I guess I do admire it in the little bassids. :lol:


----------



## Dave Colborn (Mar 25, 2009)

Take pictures, not video. If you are good, you can just tell stories (lies) about the pictures, and forget the training!!!!


----------



## Connie Sutherland (Mar 27, 2006)

Dave Colborn said:


> Take pictures, not video. If you are good, you can just tell stories (lies) about the pictures, and forget the training!!!!


Well, don't you need a collection of cushions for that to be really effective?



(I apologize for the sub-topic. :lol: )


----------



## maggie fraser (May 30, 2008)

Video ?? Pictures ?? Y'all must be mad, I need two hands, two feet, two eyes, no ears and two brains to keep on top of this wee guy. 

Made my first ever youtube vid,, Wee Joe having a quieter moment today, enjoy....

http://www.youtube.com/watch?v=gRyLIKSsu3Y&feature=vmdshb


----------



## Connie Sutherland (Mar 27, 2006)

maggie fraser said:


> Made my first ever youtube vid,, Wee Joe having a quieter moment today, enjoy....
> 
> http://www.youtube.com/watch?v=gRyLIKSsu3Y&feature=vmdshb



I recognize that bark pitch! :lol:


----------



## maggie fraser (May 30, 2008)

Dave Colborn said:


> Take pictures, not video. If you are good, you can just tell stories (lies) about the pictures, and forget the training!!!!


:lol: I'll go gettin' that Koehler book out now....that way I can sound like I know what I'm not talking about ! 

How you doing Dave ? :smile:


----------



## maggie fraser (May 30, 2008)

Nicole Stark said:


> Hey Maggie how about a little video clip for us of this smally? I had to laugh at the thought of that as I could imagine endless barking, clawing and scratching, up on everything, dishes crashing, lamps being knocked over, cats being chased, babies crying, commands being ignored, LOL.


Today he was flying around the house (almost literally), he leaped onto the table which I had given a polish yesterday, and slid the six feet on his ass pushing a wooden chopping board through the air,, thought it was going to smash the window. Now,, where did I put that pillow ?? :-s

He's humping hubby's arm right now on the sofa, the more hubby pushes him off,,, the more vigorous he gets.


----------



## Rachael Lincoln (Jun 18, 2012)

Wowzers.......tell your husband those are the hazards of being a good looking man!


----------



## Nicole Stark (Jul 22, 2009)

maggie fraser said:


> Today he was flying around the house (almost literally), he leaped onto the table which I had given a polish yesterday, and slid the six feet on his ass pushing a wooden chopping board through the air,, thought it was going to smash the window.


I'd be doing some whippin' for that last part which I dropped off but I could just visualize some of what you were talking about above. Last week I did some hides in the house. As the mastiff stood like a bridge from the top of an arm chair and over onto the coffee table searching in a lamp and picture on the wall, she quickly reminded me why I stopped doing that.


----------



## Connie Sutherland (Mar 27, 2006)

◆ **ENTRIES**
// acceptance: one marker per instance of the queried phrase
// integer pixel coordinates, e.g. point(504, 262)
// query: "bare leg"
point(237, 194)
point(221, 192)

◆ **REQUIREMENTS**
Please give the distance the dog slid across the freshly polished table, according to the forum thread.

◆ **TASK OUTPUT**
Six feet.